- **INSTRUCTIONS TO FOLLOW**
Please copy each line in the records below that contains the string "boards".
★ ★ ★ ★
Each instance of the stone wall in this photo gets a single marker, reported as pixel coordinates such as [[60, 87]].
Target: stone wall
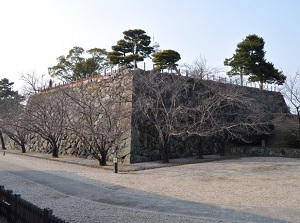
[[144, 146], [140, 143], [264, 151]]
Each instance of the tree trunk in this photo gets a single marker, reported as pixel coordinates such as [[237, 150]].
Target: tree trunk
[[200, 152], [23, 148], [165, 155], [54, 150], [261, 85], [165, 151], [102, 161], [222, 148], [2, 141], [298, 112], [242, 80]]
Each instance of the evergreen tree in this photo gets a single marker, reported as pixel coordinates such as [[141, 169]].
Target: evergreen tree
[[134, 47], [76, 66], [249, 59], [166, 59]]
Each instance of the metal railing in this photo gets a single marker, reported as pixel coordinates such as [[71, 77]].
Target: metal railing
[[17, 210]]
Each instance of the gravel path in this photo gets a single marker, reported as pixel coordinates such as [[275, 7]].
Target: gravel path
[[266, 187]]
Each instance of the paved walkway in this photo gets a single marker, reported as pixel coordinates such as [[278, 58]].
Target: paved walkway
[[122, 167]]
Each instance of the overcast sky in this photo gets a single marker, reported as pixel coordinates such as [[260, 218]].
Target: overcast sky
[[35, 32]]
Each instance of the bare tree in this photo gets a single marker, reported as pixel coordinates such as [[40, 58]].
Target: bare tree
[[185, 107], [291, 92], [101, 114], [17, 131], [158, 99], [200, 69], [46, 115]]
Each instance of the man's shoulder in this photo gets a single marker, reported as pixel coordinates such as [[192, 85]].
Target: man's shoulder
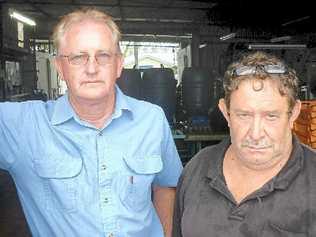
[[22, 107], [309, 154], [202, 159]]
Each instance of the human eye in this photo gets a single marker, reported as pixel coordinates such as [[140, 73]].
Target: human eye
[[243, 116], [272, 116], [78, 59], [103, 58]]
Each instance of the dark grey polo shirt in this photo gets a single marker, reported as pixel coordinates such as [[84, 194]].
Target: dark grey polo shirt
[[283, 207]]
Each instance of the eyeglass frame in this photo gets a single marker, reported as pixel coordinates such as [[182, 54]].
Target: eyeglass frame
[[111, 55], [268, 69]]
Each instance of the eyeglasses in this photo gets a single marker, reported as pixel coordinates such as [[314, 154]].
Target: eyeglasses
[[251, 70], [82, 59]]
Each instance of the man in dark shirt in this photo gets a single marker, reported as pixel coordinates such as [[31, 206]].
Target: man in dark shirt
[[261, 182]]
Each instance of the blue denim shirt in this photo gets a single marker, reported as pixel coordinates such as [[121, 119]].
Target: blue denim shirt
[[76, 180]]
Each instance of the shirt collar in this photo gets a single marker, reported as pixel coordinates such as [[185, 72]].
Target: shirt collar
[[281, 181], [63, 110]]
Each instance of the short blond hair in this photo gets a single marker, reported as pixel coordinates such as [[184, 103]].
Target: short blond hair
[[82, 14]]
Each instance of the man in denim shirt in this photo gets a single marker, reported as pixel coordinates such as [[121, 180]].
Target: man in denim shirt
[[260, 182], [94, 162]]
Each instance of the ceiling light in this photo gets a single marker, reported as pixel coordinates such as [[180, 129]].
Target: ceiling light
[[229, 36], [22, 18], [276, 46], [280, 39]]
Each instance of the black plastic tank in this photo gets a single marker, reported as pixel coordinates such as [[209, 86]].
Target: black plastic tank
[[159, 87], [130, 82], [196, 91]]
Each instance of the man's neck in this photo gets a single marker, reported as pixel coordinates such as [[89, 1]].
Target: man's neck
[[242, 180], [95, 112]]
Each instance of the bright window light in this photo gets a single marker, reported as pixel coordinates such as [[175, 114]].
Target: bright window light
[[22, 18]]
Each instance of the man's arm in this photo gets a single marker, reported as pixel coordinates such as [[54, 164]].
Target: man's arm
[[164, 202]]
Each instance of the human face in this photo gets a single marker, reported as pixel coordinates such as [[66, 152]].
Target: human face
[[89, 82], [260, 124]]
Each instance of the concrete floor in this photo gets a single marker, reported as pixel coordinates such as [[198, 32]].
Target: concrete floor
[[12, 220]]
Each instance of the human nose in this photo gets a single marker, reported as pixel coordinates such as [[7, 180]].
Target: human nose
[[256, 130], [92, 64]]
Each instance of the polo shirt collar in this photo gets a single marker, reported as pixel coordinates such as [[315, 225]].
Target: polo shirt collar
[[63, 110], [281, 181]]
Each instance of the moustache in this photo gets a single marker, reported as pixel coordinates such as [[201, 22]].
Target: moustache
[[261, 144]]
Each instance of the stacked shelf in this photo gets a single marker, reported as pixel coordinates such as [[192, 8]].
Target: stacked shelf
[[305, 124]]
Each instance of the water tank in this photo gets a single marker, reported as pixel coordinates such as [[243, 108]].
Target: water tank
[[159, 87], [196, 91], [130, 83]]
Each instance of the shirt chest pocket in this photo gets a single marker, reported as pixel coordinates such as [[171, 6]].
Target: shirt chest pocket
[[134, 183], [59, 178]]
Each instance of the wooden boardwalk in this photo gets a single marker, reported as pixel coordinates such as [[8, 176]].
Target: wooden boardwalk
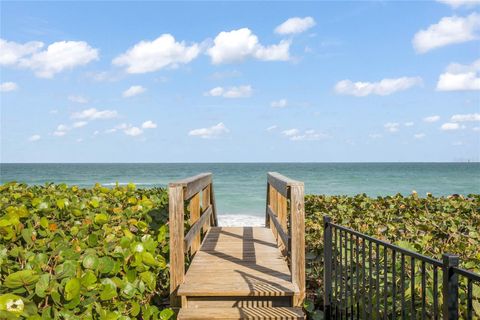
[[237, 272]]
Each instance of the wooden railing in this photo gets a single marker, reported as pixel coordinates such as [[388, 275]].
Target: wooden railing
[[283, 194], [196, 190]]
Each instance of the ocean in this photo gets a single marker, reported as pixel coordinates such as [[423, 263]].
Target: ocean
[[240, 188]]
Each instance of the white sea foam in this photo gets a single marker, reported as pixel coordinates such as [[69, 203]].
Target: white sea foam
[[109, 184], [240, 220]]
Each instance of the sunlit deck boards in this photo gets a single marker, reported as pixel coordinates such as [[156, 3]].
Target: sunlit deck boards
★ ★ ★ ★
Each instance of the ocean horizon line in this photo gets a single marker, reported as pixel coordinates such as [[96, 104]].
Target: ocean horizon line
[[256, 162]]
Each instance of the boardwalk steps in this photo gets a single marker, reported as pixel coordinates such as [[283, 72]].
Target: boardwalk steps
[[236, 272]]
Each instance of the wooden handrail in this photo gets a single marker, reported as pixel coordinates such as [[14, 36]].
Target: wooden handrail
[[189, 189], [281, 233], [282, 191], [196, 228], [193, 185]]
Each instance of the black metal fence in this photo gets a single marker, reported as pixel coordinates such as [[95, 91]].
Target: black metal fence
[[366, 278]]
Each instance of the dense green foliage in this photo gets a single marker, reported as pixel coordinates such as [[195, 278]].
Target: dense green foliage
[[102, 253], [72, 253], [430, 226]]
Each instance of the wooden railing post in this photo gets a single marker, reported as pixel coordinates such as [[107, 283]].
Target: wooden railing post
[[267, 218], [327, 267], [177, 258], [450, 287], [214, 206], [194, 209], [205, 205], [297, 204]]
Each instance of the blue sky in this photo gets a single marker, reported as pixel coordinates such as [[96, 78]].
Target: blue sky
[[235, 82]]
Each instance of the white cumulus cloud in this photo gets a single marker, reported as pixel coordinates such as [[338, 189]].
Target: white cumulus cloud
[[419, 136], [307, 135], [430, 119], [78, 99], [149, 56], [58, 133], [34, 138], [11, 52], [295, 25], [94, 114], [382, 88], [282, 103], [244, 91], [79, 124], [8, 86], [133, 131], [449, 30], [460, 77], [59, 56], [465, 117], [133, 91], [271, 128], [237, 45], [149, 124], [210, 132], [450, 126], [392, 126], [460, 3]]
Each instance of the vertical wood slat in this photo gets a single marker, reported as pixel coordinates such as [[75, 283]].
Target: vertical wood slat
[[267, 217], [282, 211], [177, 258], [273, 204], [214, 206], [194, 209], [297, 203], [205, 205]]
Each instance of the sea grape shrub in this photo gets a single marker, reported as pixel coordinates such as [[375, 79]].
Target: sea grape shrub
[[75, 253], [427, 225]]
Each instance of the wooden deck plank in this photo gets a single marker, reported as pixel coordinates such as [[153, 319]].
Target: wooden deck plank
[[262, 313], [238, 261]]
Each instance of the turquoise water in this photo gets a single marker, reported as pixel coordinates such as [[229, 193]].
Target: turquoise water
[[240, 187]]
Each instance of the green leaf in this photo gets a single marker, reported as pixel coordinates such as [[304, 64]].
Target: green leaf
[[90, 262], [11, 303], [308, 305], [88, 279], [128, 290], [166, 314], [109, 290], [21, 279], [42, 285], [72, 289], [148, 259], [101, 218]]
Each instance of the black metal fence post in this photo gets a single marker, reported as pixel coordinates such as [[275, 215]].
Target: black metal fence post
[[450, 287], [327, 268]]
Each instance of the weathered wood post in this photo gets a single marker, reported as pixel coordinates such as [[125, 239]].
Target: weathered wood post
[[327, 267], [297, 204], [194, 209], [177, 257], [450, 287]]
★ ★ ★ ★
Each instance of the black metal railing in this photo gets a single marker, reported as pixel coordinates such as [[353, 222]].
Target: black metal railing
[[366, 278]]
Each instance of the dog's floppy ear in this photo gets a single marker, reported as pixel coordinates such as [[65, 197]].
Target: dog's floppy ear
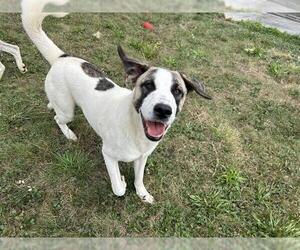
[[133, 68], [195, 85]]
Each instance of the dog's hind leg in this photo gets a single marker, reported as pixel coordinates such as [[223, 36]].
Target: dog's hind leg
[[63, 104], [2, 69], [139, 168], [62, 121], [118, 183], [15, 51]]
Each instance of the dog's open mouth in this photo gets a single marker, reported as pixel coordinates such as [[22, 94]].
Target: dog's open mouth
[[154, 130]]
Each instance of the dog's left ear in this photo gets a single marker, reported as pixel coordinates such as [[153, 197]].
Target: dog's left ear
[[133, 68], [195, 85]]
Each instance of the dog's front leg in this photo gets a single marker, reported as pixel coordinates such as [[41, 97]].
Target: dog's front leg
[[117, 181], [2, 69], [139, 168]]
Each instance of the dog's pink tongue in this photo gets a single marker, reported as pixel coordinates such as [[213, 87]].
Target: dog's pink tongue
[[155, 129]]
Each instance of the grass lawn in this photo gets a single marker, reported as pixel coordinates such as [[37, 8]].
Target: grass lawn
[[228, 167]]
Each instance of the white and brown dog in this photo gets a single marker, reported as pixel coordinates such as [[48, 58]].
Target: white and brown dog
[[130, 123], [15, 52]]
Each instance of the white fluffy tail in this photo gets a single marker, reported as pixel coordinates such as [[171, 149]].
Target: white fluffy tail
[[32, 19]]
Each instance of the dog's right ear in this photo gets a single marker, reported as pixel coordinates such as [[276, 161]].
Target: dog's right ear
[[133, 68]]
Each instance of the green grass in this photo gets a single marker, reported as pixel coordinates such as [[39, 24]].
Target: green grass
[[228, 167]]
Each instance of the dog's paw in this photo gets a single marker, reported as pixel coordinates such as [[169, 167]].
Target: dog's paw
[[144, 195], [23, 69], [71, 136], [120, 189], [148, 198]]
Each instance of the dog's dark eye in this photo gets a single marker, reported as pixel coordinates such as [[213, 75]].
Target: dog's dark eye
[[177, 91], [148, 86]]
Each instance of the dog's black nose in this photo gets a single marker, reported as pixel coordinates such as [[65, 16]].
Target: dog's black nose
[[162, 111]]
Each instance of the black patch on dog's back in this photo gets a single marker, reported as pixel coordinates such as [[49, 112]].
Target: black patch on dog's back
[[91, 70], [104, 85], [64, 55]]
★ ★ ★ ★
- **SOLUTION TO THIS PROBLEM**
Each instance of the sunlit deck boards in this photo gets a single marker, reported as pixel coordinates such as [[156, 3]].
Target: sunlit deck boards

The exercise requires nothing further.